# Task prompt:
Rewrite the records below as a JSON list of strings, one string per line, skipping blank lines and leaving out the pictures.

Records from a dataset
____________________
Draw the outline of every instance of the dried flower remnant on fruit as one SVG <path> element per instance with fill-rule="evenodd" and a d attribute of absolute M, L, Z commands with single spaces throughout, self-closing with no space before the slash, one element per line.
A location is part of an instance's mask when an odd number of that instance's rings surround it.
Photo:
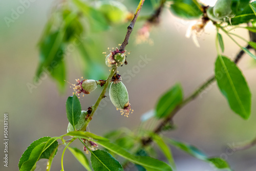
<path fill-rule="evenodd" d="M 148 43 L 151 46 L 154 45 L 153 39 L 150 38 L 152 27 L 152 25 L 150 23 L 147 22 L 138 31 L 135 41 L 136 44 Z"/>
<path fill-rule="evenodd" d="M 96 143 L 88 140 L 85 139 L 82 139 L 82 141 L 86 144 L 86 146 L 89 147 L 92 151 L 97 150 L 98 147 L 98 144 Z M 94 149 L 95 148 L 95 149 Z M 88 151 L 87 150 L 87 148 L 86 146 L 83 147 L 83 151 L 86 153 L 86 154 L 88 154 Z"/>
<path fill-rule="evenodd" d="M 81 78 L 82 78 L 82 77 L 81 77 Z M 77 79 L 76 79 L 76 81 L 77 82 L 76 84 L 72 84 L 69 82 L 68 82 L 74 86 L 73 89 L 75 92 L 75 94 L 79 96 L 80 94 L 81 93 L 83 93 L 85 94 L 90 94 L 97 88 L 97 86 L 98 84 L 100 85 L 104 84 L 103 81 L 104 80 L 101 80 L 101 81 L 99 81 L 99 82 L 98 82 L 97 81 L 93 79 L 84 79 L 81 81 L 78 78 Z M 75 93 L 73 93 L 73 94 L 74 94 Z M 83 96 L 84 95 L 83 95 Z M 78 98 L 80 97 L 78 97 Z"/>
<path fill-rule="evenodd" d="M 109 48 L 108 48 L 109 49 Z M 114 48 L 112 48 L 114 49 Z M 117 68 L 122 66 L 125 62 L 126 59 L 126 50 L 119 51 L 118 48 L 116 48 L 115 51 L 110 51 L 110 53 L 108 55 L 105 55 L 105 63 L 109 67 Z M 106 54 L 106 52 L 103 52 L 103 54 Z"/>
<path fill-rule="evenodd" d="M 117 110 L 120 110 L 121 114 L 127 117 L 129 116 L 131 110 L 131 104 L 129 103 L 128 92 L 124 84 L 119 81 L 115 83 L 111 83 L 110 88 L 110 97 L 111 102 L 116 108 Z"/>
____________________
# Exercise solution:
[
  "Draw the outline of every instance of the dried flower remnant on fruit as one SVG <path> element per instance with fill-rule=\"evenodd\" and a d attribute of absolute M, L, Z commands with single spaces throughout, self-closing with no space before the slash, one element per line.",
  "A location is part of an instance's mask when an odd number of that instance's rings surround it.",
  "Photo:",
  "<path fill-rule=\"evenodd\" d=\"M 148 43 L 151 46 L 154 45 L 153 39 L 150 38 L 152 27 L 152 25 L 150 23 L 147 22 L 138 31 L 135 41 L 136 44 Z\"/>",
  "<path fill-rule=\"evenodd\" d=\"M 96 143 L 88 140 L 85 139 L 82 139 L 82 141 L 86 144 L 86 146 L 89 147 L 92 151 L 97 150 L 98 147 L 98 144 Z M 94 149 L 95 148 L 95 149 Z M 88 151 L 87 150 L 87 148 L 86 146 L 83 147 L 83 151 L 86 153 L 86 154 L 88 154 Z\"/>",
  "<path fill-rule=\"evenodd\" d=\"M 81 78 L 82 78 L 82 77 L 81 77 Z M 77 79 L 76 79 L 76 81 L 77 82 L 76 84 L 72 84 L 69 82 L 68 82 L 74 86 L 73 89 L 75 92 L 75 94 L 79 96 L 80 94 L 81 93 L 83 93 L 85 94 L 90 94 L 97 88 L 97 86 L 98 84 L 100 85 L 104 84 L 103 81 L 104 80 L 101 80 L 101 81 L 99 81 L 99 82 L 98 82 L 97 81 L 93 79 L 84 79 L 81 81 L 78 78 Z M 75 93 L 73 93 L 73 94 L 74 94 Z M 83 96 L 84 95 L 83 95 Z M 78 98 L 80 97 L 78 97 Z\"/>",
  "<path fill-rule=\"evenodd\" d=\"M 109 48 L 108 48 L 109 49 Z M 114 48 L 112 48 L 114 49 Z M 117 68 L 122 66 L 125 62 L 126 59 L 126 50 L 119 51 L 118 48 L 116 48 L 115 51 L 110 51 L 110 53 L 108 55 L 105 55 L 105 63 L 109 67 Z M 106 54 L 106 52 L 103 52 L 103 54 Z\"/>",
  "<path fill-rule=\"evenodd\" d=\"M 117 110 L 120 110 L 121 114 L 127 117 L 129 116 L 131 110 L 131 104 L 129 103 L 128 92 L 124 84 L 119 81 L 115 83 L 111 83 L 110 88 L 110 97 L 111 102 L 116 108 Z\"/>"
]